---------- Records shown

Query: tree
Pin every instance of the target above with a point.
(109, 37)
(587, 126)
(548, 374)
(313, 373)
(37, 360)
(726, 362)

--------------------

(What you will do)
Set down every record above, word for word.

(Solution to this task)
Query: tree
Pin every instance of the target above with a point.
(109, 37)
(587, 126)
(548, 374)
(313, 373)
(37, 360)
(726, 362)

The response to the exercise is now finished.